ASSIGNMENT —
Can you reproduce the stretch of the passage on Russia's Central Economic Region from "Cities of Bryansk, Moscow, and" through "Tula, and Vladimir.", word for word?

GIVEN PASSAGE —
The Central Economic Region (Note: Центральный экономический район) is one of twelve economic regions of Russia.

Central Economic Region is located in the central portion of the European part of Russia. A great number of automobile and railroads intersect on the territory of this region.

This flat, rolling country, with Moscow as its center, forms a major industrial region. Besides Moscow, major cities include Smolensk, Yaroslavl, Vladimir, Tula, Dzerzhinsky, and Rybinsk. Trucks, ships, railway rolling stock, machine tools, electronic equipment, cotton and woolen textiles, and chemicals are the principal industrial products. The Volga and Oka Rivers are the major water routes, and the Moscow–Volga and Don–Volga canals link Moscow with the Caspian and Baltic Seas. Many rail lines serve the area.

==Composition==
The Central Economic Region comprises the following federal subjects, all of which are in the Central Federal District:

- Bryansk Oblast
- Ivanovo Oblast
- Kaluga Oblast
- Kostroma Oblast
- Moscow Oblast
- Oryol Oblast
- Ryazan Oblast
- Smolensk Oblast
- Tula Oblast
- Tver Oblast
- Vladimir Oblast
- Yaroslavl Oblast
- Federal city of Moscow

==Economy==
The Central Economic Region accounted for almost 32 per cent of the Russia's GRP in 2008. The region specializes in machine building, chemical and textile industries. Long-fibered flax, potatoes, and vegetables are the most typical of the region's agriculture. Cattle breeding for milking is also common.

The machine building industry is mostly science-intensive. Instrument-making, radio, electrotechnic, and electronic production prevail. Companies manufacturing metal-working machines and instruments, steam boilers, turbines, current generators, and electric motors are concentrated in this region.

Cities of Bryansk, Moscow, and Serpukhov are the centers of car-building industry. Trains and train cars are manufactured in Kolomna, Lyudinovo, and Murom. Rybinsk is a shipbuilding center of the region. Tractors and other agricultural machinery are produced in Bezhetsk, Lyubertsy, Ryazan, Tula, and Vladimir.

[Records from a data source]
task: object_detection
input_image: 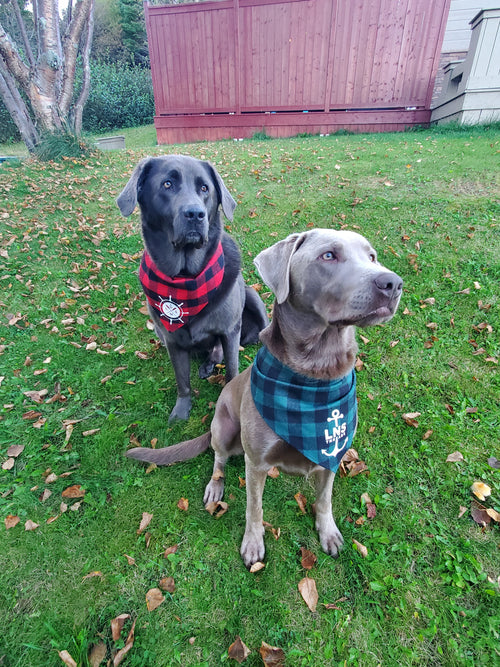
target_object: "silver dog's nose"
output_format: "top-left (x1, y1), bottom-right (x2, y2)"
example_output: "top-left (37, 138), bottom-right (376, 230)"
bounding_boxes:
top-left (373, 271), bottom-right (403, 298)
top-left (183, 206), bottom-right (206, 222)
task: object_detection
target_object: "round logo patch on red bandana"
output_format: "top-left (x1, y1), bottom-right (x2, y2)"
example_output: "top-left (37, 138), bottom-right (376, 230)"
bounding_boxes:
top-left (155, 296), bottom-right (188, 324)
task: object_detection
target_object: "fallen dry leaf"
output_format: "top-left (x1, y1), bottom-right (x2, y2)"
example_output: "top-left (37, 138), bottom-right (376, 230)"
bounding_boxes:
top-left (61, 484), bottom-right (85, 498)
top-left (5, 514), bottom-right (21, 530)
top-left (113, 620), bottom-right (136, 667)
top-left (111, 614), bottom-right (130, 642)
top-left (205, 500), bottom-right (229, 519)
top-left (59, 651), bottom-right (78, 667)
top-left (88, 642), bottom-right (107, 667)
top-left (470, 482), bottom-right (491, 500)
top-left (259, 642), bottom-right (285, 667)
top-left (470, 504), bottom-right (491, 526)
top-left (7, 445), bottom-right (24, 459)
top-left (346, 461), bottom-right (368, 477)
top-left (294, 493), bottom-right (307, 514)
top-left (146, 588), bottom-right (165, 611)
top-left (158, 577), bottom-right (175, 593)
top-left (136, 512), bottom-right (153, 535)
top-left (488, 456), bottom-right (500, 470)
top-left (177, 498), bottom-right (189, 512)
top-left (401, 412), bottom-right (422, 428)
top-left (249, 560), bottom-right (266, 574)
top-left (227, 636), bottom-right (250, 665)
top-left (352, 538), bottom-right (368, 558)
top-left (24, 519), bottom-right (40, 530)
top-left (486, 507), bottom-right (500, 523)
top-left (38, 489), bottom-right (52, 503)
top-left (299, 577), bottom-right (318, 612)
top-left (163, 544), bottom-right (179, 558)
top-left (300, 547), bottom-right (318, 570)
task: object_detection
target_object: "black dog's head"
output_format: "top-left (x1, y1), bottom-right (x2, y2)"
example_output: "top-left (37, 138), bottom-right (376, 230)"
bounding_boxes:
top-left (117, 155), bottom-right (236, 275)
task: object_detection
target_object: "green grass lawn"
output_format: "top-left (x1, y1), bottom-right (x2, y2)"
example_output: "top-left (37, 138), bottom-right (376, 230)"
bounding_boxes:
top-left (0, 127), bottom-right (500, 667)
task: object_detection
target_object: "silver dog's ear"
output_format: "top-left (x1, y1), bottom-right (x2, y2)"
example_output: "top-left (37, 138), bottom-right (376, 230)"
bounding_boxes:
top-left (116, 157), bottom-right (151, 218)
top-left (254, 233), bottom-right (305, 303)
top-left (207, 162), bottom-right (236, 222)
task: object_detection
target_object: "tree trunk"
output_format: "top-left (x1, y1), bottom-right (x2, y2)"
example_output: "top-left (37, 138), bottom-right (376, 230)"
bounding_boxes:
top-left (0, 0), bottom-right (94, 150)
top-left (0, 57), bottom-right (39, 152)
top-left (73, 0), bottom-right (94, 137)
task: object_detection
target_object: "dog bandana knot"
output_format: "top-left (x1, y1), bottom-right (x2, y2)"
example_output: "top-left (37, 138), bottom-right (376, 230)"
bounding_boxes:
top-left (139, 243), bottom-right (224, 332)
top-left (250, 347), bottom-right (357, 472)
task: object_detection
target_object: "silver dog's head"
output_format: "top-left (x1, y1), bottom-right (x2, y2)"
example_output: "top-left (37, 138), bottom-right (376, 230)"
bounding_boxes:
top-left (255, 229), bottom-right (403, 327)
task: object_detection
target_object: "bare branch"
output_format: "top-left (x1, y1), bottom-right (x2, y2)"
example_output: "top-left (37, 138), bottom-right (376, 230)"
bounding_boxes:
top-left (59, 0), bottom-right (94, 115)
top-left (10, 0), bottom-right (35, 68)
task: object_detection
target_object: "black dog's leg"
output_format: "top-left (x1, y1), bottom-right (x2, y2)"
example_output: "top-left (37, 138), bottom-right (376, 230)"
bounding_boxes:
top-left (198, 342), bottom-right (224, 379)
top-left (167, 342), bottom-right (191, 422)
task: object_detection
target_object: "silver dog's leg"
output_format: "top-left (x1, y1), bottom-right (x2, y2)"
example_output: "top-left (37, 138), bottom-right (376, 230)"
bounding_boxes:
top-left (315, 468), bottom-right (344, 556)
top-left (203, 451), bottom-right (228, 505)
top-left (222, 326), bottom-right (241, 384)
top-left (240, 456), bottom-right (267, 567)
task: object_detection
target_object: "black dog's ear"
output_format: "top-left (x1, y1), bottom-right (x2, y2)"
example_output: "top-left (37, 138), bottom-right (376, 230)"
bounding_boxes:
top-left (116, 157), bottom-right (152, 218)
top-left (207, 162), bottom-right (236, 222)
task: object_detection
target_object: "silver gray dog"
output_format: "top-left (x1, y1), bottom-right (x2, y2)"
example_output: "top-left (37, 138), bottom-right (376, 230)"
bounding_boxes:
top-left (127, 229), bottom-right (403, 567)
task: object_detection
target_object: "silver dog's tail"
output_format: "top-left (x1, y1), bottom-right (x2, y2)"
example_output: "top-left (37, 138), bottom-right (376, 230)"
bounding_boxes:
top-left (125, 431), bottom-right (212, 466)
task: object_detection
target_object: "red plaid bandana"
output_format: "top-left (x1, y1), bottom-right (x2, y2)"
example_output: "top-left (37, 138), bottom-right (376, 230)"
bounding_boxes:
top-left (139, 243), bottom-right (224, 332)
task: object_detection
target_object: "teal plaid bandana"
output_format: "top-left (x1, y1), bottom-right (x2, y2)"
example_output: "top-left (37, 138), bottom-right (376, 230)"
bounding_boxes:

RESPONSE AREA —
Cities of Bryansk, Moscow, and Serpukhov are the centers of car-building industry. Trains and train cars are manufactured in Kolomna, Lyudinovo, and Murom. Rybinsk is a shipbuilding center of the region. Tractors and other agricultural machinery are produced in Bezhetsk, Lyubertsy, Ryazan, Tula, and Vladimir.